= Task objective =
Carry on the text about the CDC and the Trump administration's pandemic response, picking up right after its last sentence.

= Page text =
The 1,044 signatories said in their letter that they wished to “express [their] concern about the ominous politicization and silencing of the nation’s health protection agency” during the Coronavirus pandemic. Frequently, political appointees in the Trump administration have tried to circumvent the CDC’s work to respond to the outbreak. For example, a recent temporary relaxation of the CDC’s guidelines for who needed to get tested for the Coronavirus was reportedly the work of officials at the Department of Health and Human Services who put it on the agency’s website without sending the material though the CDC’s scientific review process. The temporarily in-place update insisted that individuals without symptoms did not need to get Coronavirus tests, even if they had been exposed to the pathogen.

Meanwhile, as for the overall public face of the Trump administration’s response to the pandemic, political officials have frequently taken the lead. The president himself held a slew of pandemic-related press conferences at which he pushed nonsense. Vice President Mike Pence was tasked with leading the White House’s virus response task force, while the president’s profoundly inexperienced son-in-law and adviser Jared Kushner ineptly led a group focused on procuring supplies.

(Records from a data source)
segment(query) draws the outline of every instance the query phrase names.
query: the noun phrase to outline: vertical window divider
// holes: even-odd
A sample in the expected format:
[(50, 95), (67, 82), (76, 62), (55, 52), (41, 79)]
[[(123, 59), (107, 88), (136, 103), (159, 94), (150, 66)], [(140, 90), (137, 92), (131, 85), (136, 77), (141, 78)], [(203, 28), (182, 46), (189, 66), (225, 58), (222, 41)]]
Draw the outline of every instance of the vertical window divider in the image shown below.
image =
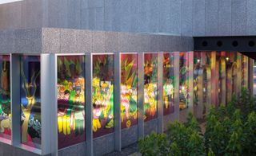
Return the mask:
[(86, 54), (86, 155), (94, 155), (93, 148), (93, 103), (92, 103), (92, 80), (93, 80), (92, 53)]
[[(10, 55), (11, 144), (21, 146), (20, 56)], [(15, 131), (14, 131), (15, 130)]]
[(210, 53), (210, 59), (211, 59), (211, 64), (210, 64), (210, 69), (211, 69), (211, 103), (214, 106), (217, 106), (218, 103), (218, 96), (215, 91), (218, 90), (218, 74), (217, 73), (217, 71), (218, 72), (218, 68), (216, 69), (216, 52), (213, 51)]
[(174, 120), (179, 120), (179, 52), (174, 53)]
[(163, 53), (158, 53), (158, 132), (163, 132)]
[(193, 99), (194, 99), (194, 92), (193, 92), (193, 80), (194, 80), (194, 52), (187, 52), (189, 53), (189, 107), (188, 111), (193, 112)]
[(242, 84), (242, 54), (240, 53), (237, 53), (237, 64), (238, 64), (238, 97), (241, 95), (241, 84)]
[(121, 151), (121, 54), (119, 52), (114, 53), (114, 149)]
[(144, 137), (144, 53), (138, 53), (138, 138)]
[[(42, 154), (57, 154), (57, 64), (54, 56), (40, 55), (42, 100)], [(52, 150), (53, 151), (51, 151)], [(57, 150), (57, 151), (56, 151)]]

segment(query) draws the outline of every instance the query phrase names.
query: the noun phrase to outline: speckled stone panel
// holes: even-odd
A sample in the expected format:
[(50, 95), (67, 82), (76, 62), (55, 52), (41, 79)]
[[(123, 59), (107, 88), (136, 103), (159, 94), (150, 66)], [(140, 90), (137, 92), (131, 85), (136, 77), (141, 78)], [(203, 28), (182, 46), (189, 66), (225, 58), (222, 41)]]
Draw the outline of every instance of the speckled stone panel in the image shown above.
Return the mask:
[(122, 130), (122, 147), (133, 144), (138, 140), (138, 126)]
[(105, 52), (105, 32), (94, 31), (92, 32), (93, 37), (93, 52)]
[(11, 53), (14, 51), (14, 31), (1, 31), (0, 33), (0, 52)]
[(218, 0), (218, 35), (231, 35), (231, 0)]
[(218, 35), (218, 1), (206, 0), (206, 36)]
[(114, 135), (110, 134), (94, 139), (94, 155), (103, 155), (114, 150)]
[(192, 36), (193, 0), (182, 0), (182, 36)]
[(247, 35), (256, 35), (256, 1), (247, 0)]
[(40, 28), (42, 25), (42, 1), (22, 1), (22, 28)]
[(206, 2), (205, 0), (193, 1), (193, 36), (206, 34)]
[(40, 53), (42, 52), (42, 29), (18, 29), (14, 31), (16, 53)]
[(42, 29), (42, 53), (57, 53), (61, 52), (60, 29), (43, 28)]
[(163, 116), (163, 131), (167, 130), (167, 126), (170, 123), (173, 123), (175, 121), (174, 113), (170, 115), (166, 115)]
[(92, 32), (87, 30), (77, 30), (77, 49), (78, 52), (90, 53), (93, 51)]
[[(246, 2), (245, 0), (232, 0), (232, 35), (246, 33)], [(249, 19), (250, 20), (250, 19)]]
[(170, 33), (180, 35), (182, 29), (182, 1), (170, 0)]
[(66, 156), (66, 155), (76, 155), (82, 156), (86, 155), (86, 146), (85, 142), (78, 143), (62, 150), (58, 150), (58, 156)]
[(158, 133), (158, 119), (144, 123), (144, 135), (150, 135), (153, 131)]
[(60, 45), (61, 53), (76, 53), (77, 49), (77, 39), (75, 29), (61, 29)]

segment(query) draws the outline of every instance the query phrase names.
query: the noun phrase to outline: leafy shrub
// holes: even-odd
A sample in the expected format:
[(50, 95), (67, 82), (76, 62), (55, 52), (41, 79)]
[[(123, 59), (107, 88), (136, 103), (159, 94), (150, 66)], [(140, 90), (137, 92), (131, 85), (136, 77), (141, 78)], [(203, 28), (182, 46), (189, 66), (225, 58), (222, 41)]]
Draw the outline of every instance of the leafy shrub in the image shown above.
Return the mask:
[(142, 155), (256, 155), (256, 99), (242, 90), (226, 106), (212, 107), (206, 117), (206, 132), (191, 113), (187, 123), (170, 123), (166, 134), (140, 139)]

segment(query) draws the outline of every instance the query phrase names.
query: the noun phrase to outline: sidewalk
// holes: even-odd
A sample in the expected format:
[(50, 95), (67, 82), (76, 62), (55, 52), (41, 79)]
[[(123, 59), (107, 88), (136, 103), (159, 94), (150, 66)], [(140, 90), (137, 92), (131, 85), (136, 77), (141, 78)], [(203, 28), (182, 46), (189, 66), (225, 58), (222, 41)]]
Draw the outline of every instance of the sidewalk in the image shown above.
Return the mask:
[(142, 154), (138, 152), (138, 143), (134, 143), (130, 145), (123, 149), (122, 149), (121, 152), (114, 151), (112, 153), (107, 154), (105, 156), (141, 156)]

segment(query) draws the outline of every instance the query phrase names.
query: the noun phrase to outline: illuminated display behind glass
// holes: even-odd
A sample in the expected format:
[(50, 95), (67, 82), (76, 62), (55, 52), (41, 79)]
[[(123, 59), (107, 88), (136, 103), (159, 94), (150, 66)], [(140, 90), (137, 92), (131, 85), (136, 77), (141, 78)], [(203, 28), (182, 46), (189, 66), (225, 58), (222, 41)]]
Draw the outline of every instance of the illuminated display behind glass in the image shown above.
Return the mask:
[(40, 57), (21, 57), (22, 143), (41, 148)]
[(58, 57), (58, 148), (85, 141), (85, 59)]
[(179, 109), (188, 107), (189, 104), (189, 53), (179, 53)]
[(200, 68), (201, 65), (201, 53), (200, 52), (194, 52), (194, 105), (198, 106), (199, 105), (199, 72), (201, 72), (202, 68)]
[(114, 132), (114, 55), (93, 56), (94, 138)]
[(0, 56), (0, 138), (10, 139), (10, 56)]
[(163, 101), (163, 115), (174, 112), (174, 55), (172, 53), (164, 53)]
[(158, 116), (158, 54), (144, 55), (144, 119)]
[(137, 124), (137, 54), (121, 55), (122, 128)]

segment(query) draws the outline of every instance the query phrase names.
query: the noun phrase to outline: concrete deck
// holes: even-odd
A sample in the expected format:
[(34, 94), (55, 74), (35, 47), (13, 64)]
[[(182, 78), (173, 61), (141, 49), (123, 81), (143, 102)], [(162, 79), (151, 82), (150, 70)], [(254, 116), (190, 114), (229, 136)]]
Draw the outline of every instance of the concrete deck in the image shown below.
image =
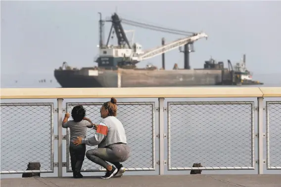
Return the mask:
[(280, 187), (281, 175), (188, 175), (1, 179), (1, 187)]

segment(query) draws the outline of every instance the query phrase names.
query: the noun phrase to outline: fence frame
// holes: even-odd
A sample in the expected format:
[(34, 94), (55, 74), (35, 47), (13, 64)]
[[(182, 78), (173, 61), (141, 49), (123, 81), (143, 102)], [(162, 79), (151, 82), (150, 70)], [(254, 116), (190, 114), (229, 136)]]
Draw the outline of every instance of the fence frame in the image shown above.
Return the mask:
[(266, 166), (267, 170), (281, 170), (281, 166), (270, 166), (270, 146), (269, 143), (269, 105), (270, 104), (280, 104), (281, 105), (281, 101), (266, 101)]
[(0, 171), (0, 174), (19, 174), (23, 173), (43, 173), (54, 172), (54, 132), (53, 132), (53, 103), (4, 103), (0, 107), (49, 106), (50, 107), (50, 170)]
[[(93, 102), (93, 103), (74, 103), (74, 102), (68, 102), (66, 103), (66, 112), (69, 112), (69, 106), (73, 106), (75, 105), (87, 105), (87, 106), (102, 106), (103, 104), (103, 102)], [(152, 144), (152, 168), (126, 168), (126, 171), (155, 171), (155, 113), (154, 113), (154, 109), (155, 109), (155, 102), (120, 102), (118, 103), (118, 106), (131, 106), (131, 105), (145, 105), (145, 106), (151, 106), (151, 144)], [(70, 165), (70, 155), (69, 155), (69, 135), (70, 135), (70, 130), (69, 128), (66, 129), (66, 172), (69, 173), (72, 172), (72, 170), (70, 169), (71, 166)], [(100, 166), (102, 168), (101, 166)], [(92, 169), (87, 169), (87, 170), (81, 170), (81, 172), (105, 172), (106, 170), (105, 169), (101, 168), (95, 168)]]
[[(171, 105), (251, 105), (251, 167), (172, 167), (171, 166), (171, 123), (170, 123), (170, 106)], [(167, 102), (167, 150), (168, 150), (168, 171), (172, 170), (254, 170), (255, 169), (255, 153), (254, 153), (254, 103), (251, 101), (212, 101), (212, 102)]]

= Answer box =
The current and former Epidemic Intelligence Service members write:

‘The absence of national leadership on Covid-19 is unprecedented and dangerous. CDC should be at the forefront of a successful response to this global public health emergency.’

The CDC issued a vague response to the letter, stating:

‘CDC has today, as it has every day during its 74-year history, provided the best available information and recommendations to the American public. Since January, more than 5,200 CDC personnel have dedicated themselves to protecting the health of the American people.’

Dr. Jeanette Stehr-Green, who is one of the new letter’s signatories, shared that she had experienced the results of the national-level fumbling firsthand. After the temporary change in testing guidelines that stated that asymptomatic individuals did not need Coronavirus tests, “her team of 40 volunteer contact tracers grew confused on who to test,” the Journal says, eventually moving forward with similar testing levels as before.

Discussing the guidelines controversy, Stehr-Green — who works as a public health consultant in Port Angeles, Washington — shared:

‘A number of steps such as that have interfered with us doing the best job that we can. The CDC has written the book on epidemic preparedness and how to respond. Their expertise has been ignored to the detriment of us all.’

Donald Trump himself has publicly taken on the CDC’s Director, Dr. Robert Redfield. After Redfield told Congress that a Coronavirus vaccine might not be broadly available until early 2021, Trump — who has zero scientific expertise — self-confidently insisted that Redfield “made a mistake.”